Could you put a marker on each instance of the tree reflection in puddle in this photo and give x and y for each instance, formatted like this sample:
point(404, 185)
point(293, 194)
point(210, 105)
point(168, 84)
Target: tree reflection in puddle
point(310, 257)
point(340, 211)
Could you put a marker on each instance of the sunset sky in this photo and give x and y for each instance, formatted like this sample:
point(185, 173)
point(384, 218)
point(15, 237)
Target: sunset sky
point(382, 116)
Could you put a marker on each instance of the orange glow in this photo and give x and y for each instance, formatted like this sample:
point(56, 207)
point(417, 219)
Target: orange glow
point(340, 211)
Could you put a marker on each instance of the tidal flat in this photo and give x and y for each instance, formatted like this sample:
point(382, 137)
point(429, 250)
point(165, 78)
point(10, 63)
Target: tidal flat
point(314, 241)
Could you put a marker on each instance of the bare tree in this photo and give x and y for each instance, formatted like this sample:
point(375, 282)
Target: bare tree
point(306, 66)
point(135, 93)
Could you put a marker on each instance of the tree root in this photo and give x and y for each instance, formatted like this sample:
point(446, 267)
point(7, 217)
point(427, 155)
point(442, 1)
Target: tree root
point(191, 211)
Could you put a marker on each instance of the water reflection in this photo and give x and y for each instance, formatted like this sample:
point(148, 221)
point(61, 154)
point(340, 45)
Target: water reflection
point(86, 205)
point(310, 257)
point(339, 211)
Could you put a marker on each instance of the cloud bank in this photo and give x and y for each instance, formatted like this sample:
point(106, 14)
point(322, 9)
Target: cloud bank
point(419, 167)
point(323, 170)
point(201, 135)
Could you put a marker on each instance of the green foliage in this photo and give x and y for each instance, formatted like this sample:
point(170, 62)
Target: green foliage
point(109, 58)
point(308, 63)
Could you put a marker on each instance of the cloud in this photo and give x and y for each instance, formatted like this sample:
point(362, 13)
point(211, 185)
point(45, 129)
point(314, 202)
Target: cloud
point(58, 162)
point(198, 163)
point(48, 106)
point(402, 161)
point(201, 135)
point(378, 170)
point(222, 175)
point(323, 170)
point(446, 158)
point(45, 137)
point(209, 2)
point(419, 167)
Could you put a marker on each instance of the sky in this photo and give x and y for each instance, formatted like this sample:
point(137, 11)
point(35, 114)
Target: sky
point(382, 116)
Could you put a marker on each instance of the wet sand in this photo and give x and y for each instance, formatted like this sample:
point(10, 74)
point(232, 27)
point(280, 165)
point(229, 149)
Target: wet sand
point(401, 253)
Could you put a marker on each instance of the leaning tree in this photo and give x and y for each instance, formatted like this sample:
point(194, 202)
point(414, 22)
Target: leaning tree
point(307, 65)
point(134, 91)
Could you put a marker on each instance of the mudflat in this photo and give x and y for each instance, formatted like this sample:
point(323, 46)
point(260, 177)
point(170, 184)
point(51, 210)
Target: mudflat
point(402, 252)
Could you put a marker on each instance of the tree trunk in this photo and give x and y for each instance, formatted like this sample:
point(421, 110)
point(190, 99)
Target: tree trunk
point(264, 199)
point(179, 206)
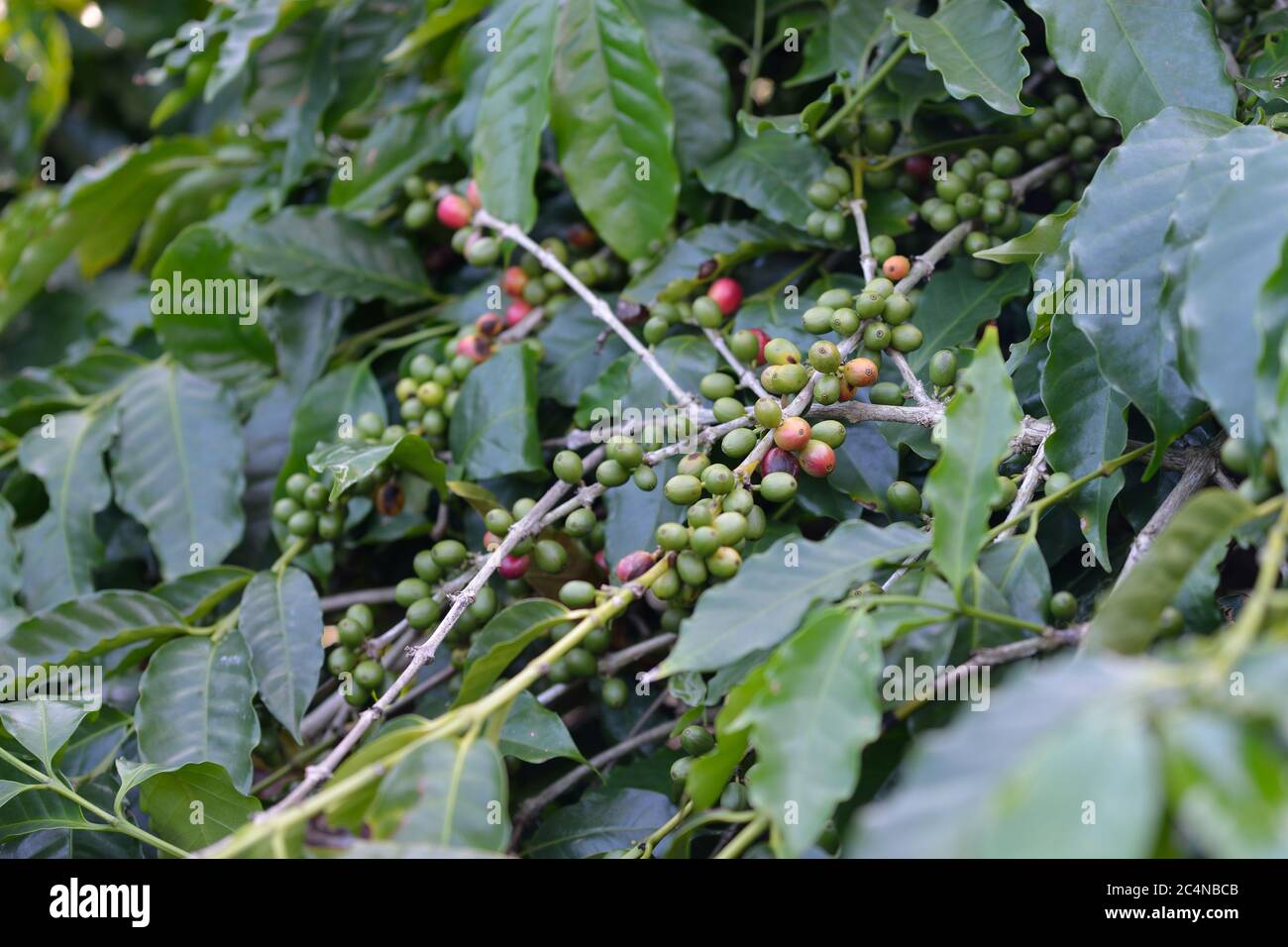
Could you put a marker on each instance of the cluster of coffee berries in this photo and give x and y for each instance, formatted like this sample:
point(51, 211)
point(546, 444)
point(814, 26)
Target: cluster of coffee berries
point(828, 195)
point(426, 395)
point(305, 508)
point(355, 659)
point(707, 311)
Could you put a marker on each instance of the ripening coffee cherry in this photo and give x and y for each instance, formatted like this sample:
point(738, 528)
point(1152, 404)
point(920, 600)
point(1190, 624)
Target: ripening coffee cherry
point(903, 497)
point(832, 433)
point(683, 489)
point(612, 474)
point(340, 660)
point(726, 408)
point(717, 479)
point(793, 433)
point(514, 566)
point(943, 368)
point(724, 564)
point(906, 338)
point(706, 312)
point(726, 292)
point(777, 460)
point(824, 357)
point(782, 352)
point(818, 320)
point(778, 487)
point(876, 337)
point(896, 268)
point(738, 442)
point(696, 740)
point(816, 459)
point(567, 467)
point(1063, 605)
point(454, 211)
point(861, 372)
point(578, 594)
point(845, 321)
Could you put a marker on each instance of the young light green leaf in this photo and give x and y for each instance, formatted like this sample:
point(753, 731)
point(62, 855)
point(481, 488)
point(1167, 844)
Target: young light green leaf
point(1129, 65)
point(1090, 427)
point(281, 620)
point(977, 47)
point(447, 793)
point(307, 250)
point(1044, 237)
point(816, 710)
point(767, 171)
point(1128, 618)
point(502, 639)
point(513, 112)
point(493, 427)
point(763, 604)
point(1117, 252)
point(178, 467)
point(196, 706)
point(88, 626)
point(43, 725)
point(613, 125)
point(979, 424)
point(1017, 781)
point(60, 549)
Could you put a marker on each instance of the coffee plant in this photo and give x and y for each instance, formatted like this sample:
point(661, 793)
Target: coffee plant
point(643, 428)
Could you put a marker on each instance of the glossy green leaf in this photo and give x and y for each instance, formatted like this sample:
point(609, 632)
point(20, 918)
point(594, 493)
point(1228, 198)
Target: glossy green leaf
point(1127, 621)
point(684, 46)
point(445, 793)
point(513, 112)
point(977, 47)
point(194, 805)
point(609, 112)
point(349, 462)
point(43, 725)
point(1133, 59)
point(178, 467)
point(767, 171)
point(1236, 375)
point(196, 706)
point(774, 589)
point(502, 639)
point(281, 620)
point(1117, 252)
point(194, 594)
point(954, 305)
point(398, 145)
point(535, 735)
point(979, 424)
point(1063, 761)
point(601, 821)
point(1090, 427)
point(816, 710)
point(312, 250)
point(200, 303)
point(60, 549)
point(88, 626)
point(493, 427)
point(1044, 237)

■ ■ ■ ■

REQUIRED TASK =>
Write out the rows again, starting at the beginning and ending at the line containing "point(135, 93)", and switch every "marker" in them to "pin". Leave everything else unchanged.

THE ANSWER =>
Could you put a pin on each instance of the tree reflection in puddle in this photo and give x and y for each instance, formatted like this sample:
point(404, 185)
point(293, 194)
point(210, 105)
point(168, 84)
Target: tree reflection in puddle
point(310, 257)
point(340, 211)
Could you put a pin on each instance of the sunset sky in this photo and give x and y for each instance, formatted like this sample:
point(185, 173)
point(384, 218)
point(15, 237)
Target: sunset sky
point(382, 116)
Could you put a pin on each instance of the orange glow in this photo and give x and y for each instance, formatted like this sample:
point(56, 207)
point(417, 219)
Target: orange glow
point(340, 211)
Could you put a pin on each instance of the tidal flat in this photo and give x and y for each instance, formatted like this sample:
point(382, 137)
point(429, 250)
point(165, 78)
point(10, 63)
Target: tidal flat
point(314, 241)
Could you put a pin on each instance of the bare tree in this photo and give x and y for each instance, formatted like this sample:
point(375, 282)
Target: bare tree
point(306, 66)
point(135, 93)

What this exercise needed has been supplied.